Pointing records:

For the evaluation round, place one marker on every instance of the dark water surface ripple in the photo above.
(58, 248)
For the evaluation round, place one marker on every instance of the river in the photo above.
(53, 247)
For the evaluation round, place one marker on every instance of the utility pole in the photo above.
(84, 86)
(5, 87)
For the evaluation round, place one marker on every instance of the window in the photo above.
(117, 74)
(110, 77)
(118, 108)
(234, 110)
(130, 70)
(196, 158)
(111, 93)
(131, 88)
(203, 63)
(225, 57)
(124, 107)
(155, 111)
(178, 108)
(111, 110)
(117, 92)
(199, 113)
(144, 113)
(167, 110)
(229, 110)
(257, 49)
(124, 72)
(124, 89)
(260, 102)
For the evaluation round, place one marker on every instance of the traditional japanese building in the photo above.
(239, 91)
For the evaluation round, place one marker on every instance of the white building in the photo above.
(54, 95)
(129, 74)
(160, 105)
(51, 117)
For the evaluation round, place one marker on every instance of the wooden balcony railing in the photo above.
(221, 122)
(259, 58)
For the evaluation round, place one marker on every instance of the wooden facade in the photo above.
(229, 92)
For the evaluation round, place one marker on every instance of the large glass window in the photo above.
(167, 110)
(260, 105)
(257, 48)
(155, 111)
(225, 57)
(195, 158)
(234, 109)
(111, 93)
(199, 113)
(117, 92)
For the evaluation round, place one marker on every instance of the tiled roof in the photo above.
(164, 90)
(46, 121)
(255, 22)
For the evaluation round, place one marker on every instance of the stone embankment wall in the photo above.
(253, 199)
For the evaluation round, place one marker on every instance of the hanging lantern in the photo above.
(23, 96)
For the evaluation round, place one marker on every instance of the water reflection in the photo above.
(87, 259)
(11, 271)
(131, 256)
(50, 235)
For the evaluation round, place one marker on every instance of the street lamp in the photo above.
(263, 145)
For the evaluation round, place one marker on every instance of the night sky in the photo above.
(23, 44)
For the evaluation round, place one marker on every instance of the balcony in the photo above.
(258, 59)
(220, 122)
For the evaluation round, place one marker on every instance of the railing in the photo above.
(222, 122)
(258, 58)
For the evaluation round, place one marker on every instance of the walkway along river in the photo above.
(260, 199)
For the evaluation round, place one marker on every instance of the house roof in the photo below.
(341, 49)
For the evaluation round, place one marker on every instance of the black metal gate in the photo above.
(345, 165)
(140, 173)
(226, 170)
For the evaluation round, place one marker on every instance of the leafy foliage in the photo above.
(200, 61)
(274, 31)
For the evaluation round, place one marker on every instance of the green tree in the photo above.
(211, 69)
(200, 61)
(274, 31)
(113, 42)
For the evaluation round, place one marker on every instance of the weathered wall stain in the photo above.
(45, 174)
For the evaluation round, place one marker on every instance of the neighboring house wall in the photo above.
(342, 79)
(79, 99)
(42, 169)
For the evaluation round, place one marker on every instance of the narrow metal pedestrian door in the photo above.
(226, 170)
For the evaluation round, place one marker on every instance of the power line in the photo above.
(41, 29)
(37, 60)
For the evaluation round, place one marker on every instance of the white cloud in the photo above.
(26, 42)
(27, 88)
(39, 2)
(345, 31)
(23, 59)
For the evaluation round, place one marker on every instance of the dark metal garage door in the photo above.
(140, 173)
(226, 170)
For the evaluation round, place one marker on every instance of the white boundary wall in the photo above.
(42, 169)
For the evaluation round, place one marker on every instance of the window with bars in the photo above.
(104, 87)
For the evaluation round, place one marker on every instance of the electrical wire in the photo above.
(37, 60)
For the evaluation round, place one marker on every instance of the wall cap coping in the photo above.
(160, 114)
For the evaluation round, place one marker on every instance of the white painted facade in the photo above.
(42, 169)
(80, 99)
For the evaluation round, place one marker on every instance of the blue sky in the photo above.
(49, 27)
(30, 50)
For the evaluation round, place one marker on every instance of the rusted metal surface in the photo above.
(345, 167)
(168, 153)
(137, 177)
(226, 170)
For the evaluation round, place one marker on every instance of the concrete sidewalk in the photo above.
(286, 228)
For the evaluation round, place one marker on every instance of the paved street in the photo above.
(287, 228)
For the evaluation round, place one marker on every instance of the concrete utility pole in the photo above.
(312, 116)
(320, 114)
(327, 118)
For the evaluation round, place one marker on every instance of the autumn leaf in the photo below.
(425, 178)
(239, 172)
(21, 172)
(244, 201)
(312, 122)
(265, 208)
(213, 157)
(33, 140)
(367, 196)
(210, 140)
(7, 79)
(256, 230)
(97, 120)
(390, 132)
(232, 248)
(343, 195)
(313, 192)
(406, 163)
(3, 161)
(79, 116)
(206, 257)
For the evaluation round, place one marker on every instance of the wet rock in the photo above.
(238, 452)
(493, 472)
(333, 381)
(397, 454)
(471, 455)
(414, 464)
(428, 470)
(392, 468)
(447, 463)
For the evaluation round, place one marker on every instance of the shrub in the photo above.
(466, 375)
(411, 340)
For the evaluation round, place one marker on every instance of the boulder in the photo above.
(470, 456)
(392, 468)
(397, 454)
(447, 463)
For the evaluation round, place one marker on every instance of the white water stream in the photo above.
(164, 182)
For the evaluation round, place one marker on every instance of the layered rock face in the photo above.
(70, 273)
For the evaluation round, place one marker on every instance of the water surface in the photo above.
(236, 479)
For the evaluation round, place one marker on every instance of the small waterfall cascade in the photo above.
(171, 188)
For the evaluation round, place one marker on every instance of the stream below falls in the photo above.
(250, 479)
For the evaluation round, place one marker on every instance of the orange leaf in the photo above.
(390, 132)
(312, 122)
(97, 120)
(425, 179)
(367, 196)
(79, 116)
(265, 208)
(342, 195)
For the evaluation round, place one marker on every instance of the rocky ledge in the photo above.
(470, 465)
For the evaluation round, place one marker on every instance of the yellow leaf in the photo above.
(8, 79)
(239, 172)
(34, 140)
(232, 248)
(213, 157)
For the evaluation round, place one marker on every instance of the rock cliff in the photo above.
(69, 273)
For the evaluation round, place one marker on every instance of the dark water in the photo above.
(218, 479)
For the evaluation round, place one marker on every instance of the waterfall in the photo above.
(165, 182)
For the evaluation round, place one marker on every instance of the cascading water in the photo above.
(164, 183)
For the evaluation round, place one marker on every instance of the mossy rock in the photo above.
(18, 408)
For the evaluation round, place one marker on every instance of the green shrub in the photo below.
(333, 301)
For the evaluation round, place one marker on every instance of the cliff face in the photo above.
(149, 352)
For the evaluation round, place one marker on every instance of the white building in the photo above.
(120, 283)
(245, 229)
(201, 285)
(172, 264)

» Work to complete: Retype the records above exactly.

» Task solution:
For the evaluation round, place one marker on every instance of the dark water surface ripple in the photo above.
(58, 248)
For the evaluation round, place one marker on every instance of the river in the photo above.
(53, 247)
For the evaluation round, place one marker on every instance of the utility pole in the photo above.
(84, 86)
(5, 87)
For the evaluation round, place one marker on every instance of the window in the photo above.
(117, 74)
(110, 77)
(118, 108)
(234, 110)
(130, 70)
(196, 158)
(111, 93)
(131, 88)
(203, 63)
(225, 57)
(124, 107)
(155, 111)
(178, 108)
(111, 110)
(117, 92)
(199, 113)
(144, 113)
(167, 110)
(229, 110)
(257, 49)
(124, 72)
(124, 89)
(260, 102)
For the evaluation round, place one marker on every instance of the traditional japanese building in the photo above.
(239, 91)
For the evaluation round, place one marker on every instance of the white building in the photo above.
(54, 95)
(129, 74)
(160, 105)
(51, 117)
For the evaluation round, place one marker on every instance of the wooden balcony railing in the photo above.
(221, 122)
(259, 58)
For the evaluation round, place one marker on every instance of the wooden facade in the photo above.
(229, 92)
For the evaluation round, place one marker on every instance of the large glass window in the photo above.
(167, 110)
(260, 105)
(257, 48)
(155, 111)
(225, 57)
(195, 158)
(234, 109)
(111, 93)
(199, 113)
(117, 92)
For the evaluation round, place one marker on every instance of the tiled roof in the photo above.
(164, 90)
(46, 121)
(255, 22)
For the evaluation round, place one marker on every instance of the stone embankment wall in the photo above.
(253, 199)
For the evaluation round, place one marker on every instance of the hanging lantern in the photo above.
(23, 96)
For the evaluation round, place one marker on every instance of the water reflection in the photo above.
(87, 259)
(11, 271)
(131, 256)
(50, 235)
For the evaluation round, place one marker on every instance of the street lamp in the photo above.
(263, 145)
For the evaluation round, place one marker on every instance of the night sky in the photo above.
(23, 44)
For the evaluation round, place one marker on every instance of the balcony in the photo above.
(258, 59)
(220, 122)
For the evaluation round, place one marker on every instance of the railing in the photo above.
(222, 122)
(258, 58)
For the evaluation round, place one marker on every instance of the walkway along river in the photo above.
(260, 199)
For the evaluation round, place one marker on every instance of the house roof in the photo below.
(341, 49)
For the evaluation round, place one marker on every instance of the black metal gate in the photo above.
(345, 165)
(140, 173)
(226, 170)
For the evaluation round, place one marker on every instance of the leafy foliage in the photo above.
(200, 61)
(274, 31)
For the evaluation round, place one marker on every instance of the green tree in the photo above.
(211, 69)
(200, 61)
(274, 31)
(113, 42)
For the evaluation round, place one marker on every instance of the weathered wall stain in the photo above.
(45, 174)
For the evaluation round, place one marker on every instance of the neighboring house wall in the photo above.
(342, 79)
(79, 99)
(42, 169)
For the evaluation round, place one marker on every instance of the narrow metal pedestrian door in the photo above.
(226, 170)
For the evaluation round, place one marker on every instance of the power line in the photo above.
(41, 29)
(37, 60)
For the evaluation round, place one marker on every instance of the white cloud in the photo above.
(26, 42)
(27, 88)
(39, 2)
(345, 31)
(23, 59)
For the evaluation round, place one marker on every instance of the dark metal garage door in the photo above.
(140, 173)
(226, 170)
For the evaluation round, place one marker on every instance of the white boundary wall in the photo above.
(42, 169)
For the evaluation round, place one marker on every instance of the window with bars in the photo above.
(104, 87)
For the evaluation round, place one marker on every instance of the electrical wire in the photo above.
(37, 60)
For the evaluation round, place one marker on every instance of the wall cap coping in the photo above.
(160, 114)
For the evaluation round, place one marker on every instance of the white painted facade in the photo above.
(42, 169)
(80, 99)
For the evaluation round, place one marker on every instance of the blue sky in the photo above.
(49, 27)
(30, 50)
For the evaluation round, place one marker on every instance of the rusted metal surface in the photo above.
(345, 167)
(168, 153)
(137, 177)
(226, 170)
For the evaluation round, place one marker on every instance of the concrete sidewalk in the photo above.
(286, 228)
For the evaluation round, place one marker on every instance of the paved street in the photo above.
(287, 228)
For the evaluation round, place one marker on every instance of the concrete utility pole in the photo above.
(312, 116)
(320, 114)
(327, 118)
For the evaluation round, place one marker on every instance of the autumn leaf in the photo below.
(425, 178)
(239, 172)
(21, 172)
(244, 201)
(312, 122)
(265, 208)
(213, 157)
(33, 140)
(367, 196)
(210, 140)
(7, 79)
(256, 230)
(97, 120)
(390, 132)
(232, 248)
(343, 195)
(313, 192)
(406, 163)
(3, 161)
(79, 116)
(206, 257)
For the evaluation round, place one marker on every instance of the wet rock in the photo above.
(238, 452)
(493, 472)
(333, 381)
(397, 454)
(471, 455)
(414, 464)
(428, 470)
(392, 468)
(447, 463)
For the evaluation round, place one marker on every instance of the shrub in the photo above.
(466, 375)
(411, 340)
For the evaluation round, place one marker on every instance of the boulder in the photo above.
(470, 456)
(392, 468)
(397, 454)
(447, 463)
For the evaluation round, place one marker on every instance of the white water stream in the photo above.
(164, 182)
For the evaluation round, place one marker on every instance of the layered rock face in the photo above.
(70, 273)
For the evaluation round, place one marker on every instance of the water surface in the photo above.
(236, 479)
For the evaluation round, place one marker on every instance of the small waterfall cascade in the photo above.
(171, 188)
For the evaluation round, place one marker on every instance of the stream below falls in the photo above.
(250, 479)
For the evaluation round, place one marker on every instance of the orange leaf in the photo above.
(390, 132)
(312, 122)
(97, 120)
(425, 179)
(367, 196)
(79, 116)
(265, 208)
(342, 195)
For the evaluation round, place one marker on every instance of the rocky ledge in the photo above.
(470, 465)
For the evaluation round, place one marker on every instance of the yellow leaf in the photo above.
(8, 79)
(239, 172)
(34, 140)
(232, 248)
(213, 157)
For the evaluation round, place one marker on every instance of the rock cliff in the photo above.
(69, 273)
For the evaluation round, place one marker on every instance of the dark water in the photo above.
(218, 479)
For the evaluation round, place one marker on every instance of the waterfall in the photo above.
(165, 182)
For the evaluation round, place one marker on every instance of the cascading water in the photo above.
(164, 183)
For the evaluation round, place one marker on every instance of the mossy rock in the photo above.
(18, 408)
For the evaluation round, place one marker on every instance of the green shrub in the photo below.
(333, 301)
For the evaluation round, place one marker on every instance of the cliff face in the photo above.
(149, 352)
For the evaluation round, place one marker on every instance of the white building in the photo above.
(120, 283)
(245, 229)
(201, 285)
(172, 264)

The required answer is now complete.